§ EXCERTO DA FONTE:
__________________________________________________

Defendem a limitação do uso de IA para decisões com implicação directa na vida das pessoas (ex: “apoios sociais, vistos, asilo, crédito bancário, acesso a um posto de trabalho, decisão judicial”), e exige que “os parâmetros e as bases de dados usados numa tomada de decisão sejam públicos e auditáveis”; e defende a “obrigatoriedade de sinalização do uso de IA em produtos e serviços”, sejam estes serviços públicos ou privados.
Defendem “contestar alterações às leis e aos métodos e processos eleitorais que diminuam as condições de fiabilidade, segurança, fiscalização e controlo democrático dos processos eleitorais”.
L - Livre
Defendem a neutralidade da internet, que “os roteadores e modems façam parte do domínio das e dos consumidores”, o direito ao esquecimento e privacidade online, e incentivam a adoção de normas de acesso aberto para facilitar a interoperabilidade e portabilidade, evitando os efeitos de rede das plataformas dominantes.
Pretendem renovar o RNID, prevenir a vigilância em massa e o abuso do direito à privacidade assim como a utilização de dados pessoais sensíveis em segmento de publicidade.
Sobre o Software Livre, defendem que “todo o código desenvolvido com dinheiro público seja licenciado como código aberto” e que se introduza “software livre e de código aberto em todos os níveis da administração pública e em instituições financiadas com recursos públicos, com todos os registos públicos não confidenciais digitalizados e publicados num banco de dados online aberto”. Defendem ainda a “Obrigatoriedade de interoperabilidade de dados para todos os serviços tecnológicos contratados pelo Estado” e reforçar o orçamento e condições do CNCS.

__________________________________________________

§ DADOS RECOLHIDOS:
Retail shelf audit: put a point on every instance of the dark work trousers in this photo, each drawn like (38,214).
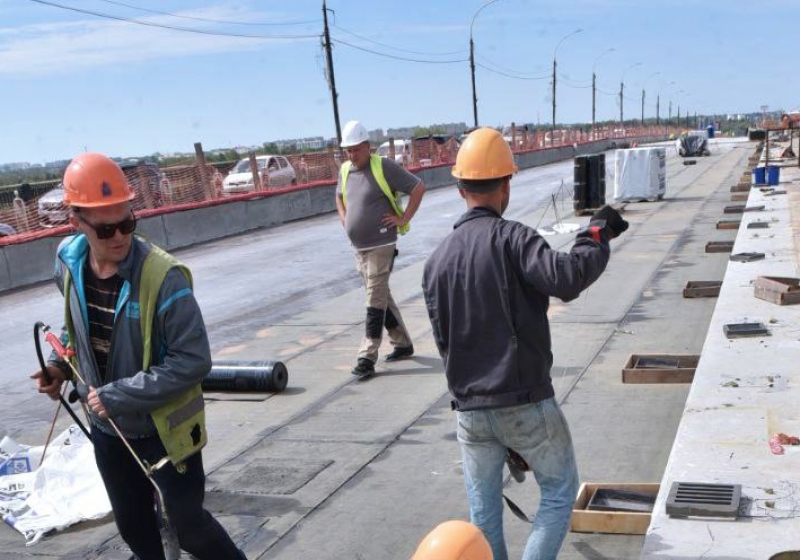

__________________________________________________

§ TAREFAS A REALIZAR:
1. Reescreve em forma de lista o parágrafo do excerto que começa por "Sobre o Software Livre", mantendo os factos principais.
2. Por favor, transcreve do excerto o trecho que começa em "Pretendem renovar o" e segue até "condições do CNCS.".

§ LISTA DE RESPOSTAS:
1.
- Todo o código desenvolvido com dinheiro público deve ser licenciado como código aberto.
- Deve introduzir-se software livre e de código aberto em todos os níveis da administração pública e em instituições financiadas com recursos públicos.
- Os registos públicos não confidenciais devem ser digitalizados e publicados num banco de dados online aberto.
- A interoperabilidade de dados deve ser obrigatória para todos os serviços tecnológicos contratados pelo Estado.
- O orçamento e as condições do CNCS devem ser reforçados.

2.
Pretendem renovar o RNID, prevenir a vigilância em massa e o abuso do direito à privacidade assim como a utilização de dados pessoais sensíveis em segmento de publicidade.
Sobre o Software Livre, defendem que “todo o código desenvolvido com dinheiro público seja licenciado como código aberto” e que se introduza “software livre e de código aberto em todos os níveis da administração pública e em instituições financiadas com recursos públicos, com todos os registos públicos não confidenciais digitalizados e publicados num banco de dados online aberto”. Defendem ainda a “Obrigatoriedade de interoperabilidade de dados para todos os serviços tecnológicos contratados pelo Estado” e reforçar o orçamento e condições do CNCS.